== TRECHO FORNECIDO ==

Consequências de temporais previsíveis são o retrato do desprezo que governantes têm pelo povo. Foto: Amanda Perobelli
Chegou a 116 o número de municípios atingidos pelas consequências da chuva, 100 deles já decretaram estado de emergência e outros 70 se encontram em estado de crise. Mais de 60 mil pessoas estão desabrigadas e desalojadas. O número de feridos por acidentes ultrapassa os 350.
A chuva, que afeta mais de 471 mil pessoas, tem previsão de prosseguir até o início da próxima semana. Isto leva a revolta e o desespero à população, que enfrenta as chuvas desde o dia 8 de dezembro. Inicialmente, os temporais atingiram somente o sul do estado. Atualmente já há cidades no sul, no oeste e no norte baiano que decretaram estado de emergência.
Até o fechamento desta matéria o número de mortes confirmadas era de 20 pessoas. Outras pessoas seguem desaparecidas.
Desalojados, desabrigados e barragens rompidas
Famílias perderam suas casas de uma hora para outra, ficando desalojadas e tendo que se dirigir para escolas. Caixões de mortos tiveram de ser transportados de barco. Cidades inteiras estão sem abastecimento de energia e de água. Estoques de remédios e vacinas foram destruídos pela força das águas. Moradores saem de casa sabendo que podem jamais retornar para ela, perdendo tudo o que têm. É este o cenário atual da Bahia.

===

## INSTRUÇÕES DE TRABALHO
1 - Transcreva o trecho do texto sobre as chuvas na Bahia desde "Consequências de temporais" até "estado de emergência.", incluindo esta última parte.
2 - Liste as regiões da Bahia que, segundo o texto sobre as chuvas na Bahia, já têm cidades em estado de emergência.
3 - Escreva a continuação do texto sobre as chuvas na Bahia a partir da última frase apresentada.

== MATERIAL DE ESTUDO ==

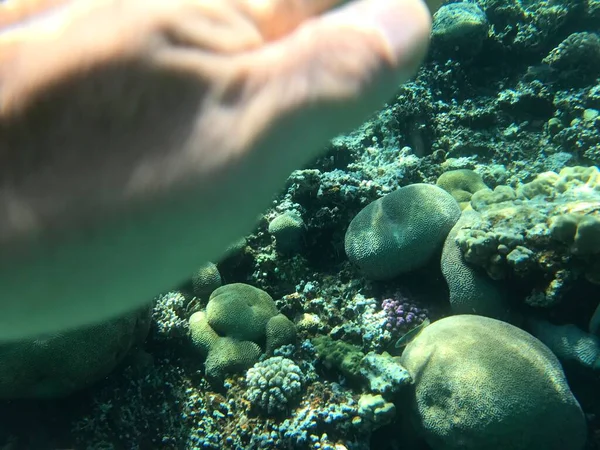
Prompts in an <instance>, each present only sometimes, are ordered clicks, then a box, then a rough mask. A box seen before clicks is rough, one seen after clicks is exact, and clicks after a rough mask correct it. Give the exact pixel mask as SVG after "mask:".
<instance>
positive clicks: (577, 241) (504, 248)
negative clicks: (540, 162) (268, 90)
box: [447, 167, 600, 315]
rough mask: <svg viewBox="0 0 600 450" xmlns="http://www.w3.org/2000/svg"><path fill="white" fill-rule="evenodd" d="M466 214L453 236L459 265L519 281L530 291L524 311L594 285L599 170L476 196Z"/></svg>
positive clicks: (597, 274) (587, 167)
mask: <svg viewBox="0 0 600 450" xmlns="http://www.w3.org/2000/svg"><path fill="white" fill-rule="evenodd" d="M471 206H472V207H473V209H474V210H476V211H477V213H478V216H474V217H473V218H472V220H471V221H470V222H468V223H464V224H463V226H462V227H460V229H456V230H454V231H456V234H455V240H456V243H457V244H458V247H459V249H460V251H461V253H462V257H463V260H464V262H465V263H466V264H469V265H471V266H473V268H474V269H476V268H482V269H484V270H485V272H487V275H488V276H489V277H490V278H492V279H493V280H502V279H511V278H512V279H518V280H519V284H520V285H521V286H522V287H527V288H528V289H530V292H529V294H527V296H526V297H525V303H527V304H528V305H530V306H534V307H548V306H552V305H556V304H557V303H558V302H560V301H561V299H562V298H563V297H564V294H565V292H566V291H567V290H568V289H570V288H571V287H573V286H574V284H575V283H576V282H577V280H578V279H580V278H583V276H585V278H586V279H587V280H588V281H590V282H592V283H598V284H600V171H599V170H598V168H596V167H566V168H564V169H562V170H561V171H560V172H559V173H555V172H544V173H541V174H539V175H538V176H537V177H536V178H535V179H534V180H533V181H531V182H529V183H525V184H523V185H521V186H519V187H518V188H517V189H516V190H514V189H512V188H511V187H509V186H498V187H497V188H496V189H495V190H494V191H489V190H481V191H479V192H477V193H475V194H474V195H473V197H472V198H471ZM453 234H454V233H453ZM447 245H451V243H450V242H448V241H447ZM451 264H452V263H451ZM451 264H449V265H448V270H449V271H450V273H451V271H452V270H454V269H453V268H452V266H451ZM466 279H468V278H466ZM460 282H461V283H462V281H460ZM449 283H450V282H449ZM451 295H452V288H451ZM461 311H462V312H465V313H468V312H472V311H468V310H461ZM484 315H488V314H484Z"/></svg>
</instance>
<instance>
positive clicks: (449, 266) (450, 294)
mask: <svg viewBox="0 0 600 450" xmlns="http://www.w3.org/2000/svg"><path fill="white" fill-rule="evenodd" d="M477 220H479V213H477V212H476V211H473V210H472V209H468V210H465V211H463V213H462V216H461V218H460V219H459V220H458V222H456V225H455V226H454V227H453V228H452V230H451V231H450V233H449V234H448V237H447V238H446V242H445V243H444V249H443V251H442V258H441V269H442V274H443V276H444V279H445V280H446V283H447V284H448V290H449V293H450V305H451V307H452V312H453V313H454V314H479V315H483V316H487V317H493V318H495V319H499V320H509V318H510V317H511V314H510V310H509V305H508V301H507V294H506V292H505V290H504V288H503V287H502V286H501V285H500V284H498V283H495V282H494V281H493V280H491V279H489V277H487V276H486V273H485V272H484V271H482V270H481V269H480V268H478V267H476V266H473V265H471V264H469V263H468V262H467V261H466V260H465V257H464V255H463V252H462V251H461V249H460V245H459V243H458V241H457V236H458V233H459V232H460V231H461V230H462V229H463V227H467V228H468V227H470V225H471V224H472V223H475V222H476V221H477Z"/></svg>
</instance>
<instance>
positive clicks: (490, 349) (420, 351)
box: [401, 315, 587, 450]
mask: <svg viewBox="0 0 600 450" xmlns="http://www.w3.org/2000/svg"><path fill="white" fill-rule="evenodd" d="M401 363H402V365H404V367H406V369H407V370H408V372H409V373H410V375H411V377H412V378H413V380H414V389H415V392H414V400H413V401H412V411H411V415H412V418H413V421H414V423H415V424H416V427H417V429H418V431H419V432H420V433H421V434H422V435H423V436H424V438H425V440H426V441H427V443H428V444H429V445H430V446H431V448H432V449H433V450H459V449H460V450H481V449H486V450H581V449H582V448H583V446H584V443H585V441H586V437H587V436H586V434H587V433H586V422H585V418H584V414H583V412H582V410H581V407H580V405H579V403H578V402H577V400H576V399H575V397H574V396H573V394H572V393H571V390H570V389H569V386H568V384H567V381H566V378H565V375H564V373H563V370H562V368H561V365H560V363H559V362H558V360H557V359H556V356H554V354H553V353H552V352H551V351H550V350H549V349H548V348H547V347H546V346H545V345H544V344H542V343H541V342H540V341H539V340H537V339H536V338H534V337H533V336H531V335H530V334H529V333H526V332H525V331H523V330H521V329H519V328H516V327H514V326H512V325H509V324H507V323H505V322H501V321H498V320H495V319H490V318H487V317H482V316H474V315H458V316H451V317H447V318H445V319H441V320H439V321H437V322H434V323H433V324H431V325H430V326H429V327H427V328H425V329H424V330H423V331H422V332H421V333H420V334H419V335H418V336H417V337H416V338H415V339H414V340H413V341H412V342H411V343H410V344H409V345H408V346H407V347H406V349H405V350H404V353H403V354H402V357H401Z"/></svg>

===

## RESPOSTAS DAS TAREFAS
1 -
Consequências de temporais previsíveis são o retrato do desprezo que governantes têm pelo povo. Foto: Amanda Perobelli
Chegou a 116 o número de municípios atingidos pelas consequências da chuva, 100 deles já decretaram estado de emergência e outros 70 se encontram em estado de crise. Mais de 60 mil pessoas estão desabrigadas e desalojadas. O número de feridos por acidentes ultrapassa os 350.
A chuva, que afeta mais de 471 mil pessoas, tem previsão de prosseguir até o início da próxima semana. Isto leva a revolta e o desespero à população, que enfrenta as chuvas desde o dia 8 de dezembro. Inicialmente, os temporais atingiram somente o sul do estado. Atualmente já há cidades no sul, no oeste e no norte baiano que decretaram estado de emergência.

2 - Sul, oeste e norte.

3 -
Caixão com morto é recebido de barco pela família. Foto: Camila Souza
Além da chuva, pelo menos uma barragem com alto volume de água, localizada em Itambé , rompeu-se. Isto levou a enxurrada de água e imensos alagamentos para alguns pontos da cidade localizada no sudoeste do estado.
O Comando do Corpo de Bombeiros da Bahia afirmou que se trata de barragens privadas que estão se rompendo. Elas são construídas por latifundiários e não contam com estrutura adequada para uma situação de muita água decorrente de fortes temporais. Ao menos 10 delas estão em nível crítico.
Nas rodovias há pelo menos 25 pontos de interdição provocados por consequências das chuvas.
A energia de muitas cidades também foi cortada pela Companhia de Eletricidade do Estado da Bahia (Coelba) para evitar acidentes.
Negligência e descaso
Governos estaduais e municipais do estado da Bahia não se anteciparam no sentido de mitigar as consequências das fortes chuvas para a população. Nem mesmo três alertas emitidos desde o dia 20 de dezembro por órgãos meteorológicos, como o Centro Nacional de Monitoramento de Alertas de Desastres Naturais (Cemaden), foram suficientes para que o governador e os prefeitos fizessem planos concretos sobre o que fazer ao desabar das fortes chuvas.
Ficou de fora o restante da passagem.